一般に、少量で身体や心、あるいはその両方に大きな変化をもたらす物質が「薬物」であり、薬物と食品の区別は本質的に不可能である。アルコールを好む多くの人は、自分自身が強力な薬物を摂取していることを認めようとしないし、愛煙家もタバコが強力な依存性薬物であることを知らない。また1日に何杯もコーヒーを飲む人は自分が「覚せい剤」に依存していることを自覚していない。これらの嗜好品を薬物から排除すべき薬理学的根拠は存在しない。
ある物質を「薬物」と呼ぶかどうかは、しばしば恣意的な判断である。例えばペニシリンのように病気治療にのみ使われる物質と違って、気分や知覚、思考などに影響を与える精神作用のある物質を「薬物」と呼ぶかどうかには確固たるルールはない。しかもそこに快楽というテーマが加わると、善悪の問題がかなり深刻なものとなってくる。

元データ:
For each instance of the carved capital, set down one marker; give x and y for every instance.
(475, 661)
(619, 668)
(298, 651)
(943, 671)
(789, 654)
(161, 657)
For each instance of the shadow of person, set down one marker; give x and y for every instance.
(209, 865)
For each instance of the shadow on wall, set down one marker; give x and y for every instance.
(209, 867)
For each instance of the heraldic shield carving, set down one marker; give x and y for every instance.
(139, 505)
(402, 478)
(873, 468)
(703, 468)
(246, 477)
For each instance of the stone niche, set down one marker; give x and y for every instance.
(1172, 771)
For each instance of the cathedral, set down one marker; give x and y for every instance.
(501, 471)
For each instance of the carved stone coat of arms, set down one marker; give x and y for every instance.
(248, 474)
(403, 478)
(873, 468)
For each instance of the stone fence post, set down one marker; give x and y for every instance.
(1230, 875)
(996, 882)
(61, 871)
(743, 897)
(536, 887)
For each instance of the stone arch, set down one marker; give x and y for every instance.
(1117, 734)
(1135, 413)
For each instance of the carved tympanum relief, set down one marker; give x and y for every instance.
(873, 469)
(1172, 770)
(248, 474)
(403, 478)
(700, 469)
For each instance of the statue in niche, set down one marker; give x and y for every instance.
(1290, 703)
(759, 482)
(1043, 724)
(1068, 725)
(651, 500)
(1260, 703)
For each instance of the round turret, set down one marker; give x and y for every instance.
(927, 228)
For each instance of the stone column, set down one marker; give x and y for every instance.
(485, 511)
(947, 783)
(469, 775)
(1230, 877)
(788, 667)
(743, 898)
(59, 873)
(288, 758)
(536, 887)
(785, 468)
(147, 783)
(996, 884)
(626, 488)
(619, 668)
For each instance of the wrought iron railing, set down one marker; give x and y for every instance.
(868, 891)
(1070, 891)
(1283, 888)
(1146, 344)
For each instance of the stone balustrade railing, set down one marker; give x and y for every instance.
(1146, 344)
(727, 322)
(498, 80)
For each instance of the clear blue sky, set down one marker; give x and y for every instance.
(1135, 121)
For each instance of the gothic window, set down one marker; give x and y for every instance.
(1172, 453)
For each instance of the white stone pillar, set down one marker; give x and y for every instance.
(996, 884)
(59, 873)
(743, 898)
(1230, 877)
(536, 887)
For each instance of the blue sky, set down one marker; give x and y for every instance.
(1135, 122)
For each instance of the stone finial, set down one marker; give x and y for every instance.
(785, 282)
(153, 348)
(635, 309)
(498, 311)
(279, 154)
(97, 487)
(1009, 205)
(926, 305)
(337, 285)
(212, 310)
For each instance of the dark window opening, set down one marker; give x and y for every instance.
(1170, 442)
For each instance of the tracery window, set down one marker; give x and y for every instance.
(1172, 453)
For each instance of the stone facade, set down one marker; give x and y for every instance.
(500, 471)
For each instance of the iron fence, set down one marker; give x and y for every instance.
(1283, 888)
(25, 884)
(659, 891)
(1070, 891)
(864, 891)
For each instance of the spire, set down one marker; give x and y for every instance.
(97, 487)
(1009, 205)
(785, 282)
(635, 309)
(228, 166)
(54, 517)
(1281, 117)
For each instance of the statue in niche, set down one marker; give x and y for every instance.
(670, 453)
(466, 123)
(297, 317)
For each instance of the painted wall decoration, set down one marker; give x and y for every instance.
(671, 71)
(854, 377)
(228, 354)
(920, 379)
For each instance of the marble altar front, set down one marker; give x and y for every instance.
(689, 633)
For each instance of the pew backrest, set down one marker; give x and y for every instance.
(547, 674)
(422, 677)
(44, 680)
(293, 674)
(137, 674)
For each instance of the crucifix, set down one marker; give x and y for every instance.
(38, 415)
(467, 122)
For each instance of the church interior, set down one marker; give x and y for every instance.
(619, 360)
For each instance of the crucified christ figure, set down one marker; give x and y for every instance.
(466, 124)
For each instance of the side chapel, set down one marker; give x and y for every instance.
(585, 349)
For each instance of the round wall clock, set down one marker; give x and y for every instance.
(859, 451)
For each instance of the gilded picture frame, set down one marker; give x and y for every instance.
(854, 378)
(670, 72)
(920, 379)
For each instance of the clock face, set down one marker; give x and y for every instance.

課題の内容:
• a. 本文で「これらの嗜好品」としてまとめられているものをすべて挙げよ。
• b. 本文のうち「一般に、少量で身体や心、ある」から「き薬理学的根拠は存在しない。」までを、その語句も含めてそのまま書き写せ。
答えには本文だけを用いること。

解答:
• a. アルコール、タバコ、コーヒー

• b.
一般に、少量で身体や心、あるいはその両方に大きな変化をもたらす物質が「薬物」であり、薬物と食品の区別は本質的に不可能である。アルコールを好む多くの人は、自分自身が強力な薬物を摂取していることを認めようとしないし、愛煙家もタバコが強力な依存性薬物であることを知らない。また1日に何杯もコーヒーを飲む人は自分が「覚せい剤」に依存していることを自覚していない。これらの嗜好品を薬物から排除すべき薬理学的根拠は存在しない。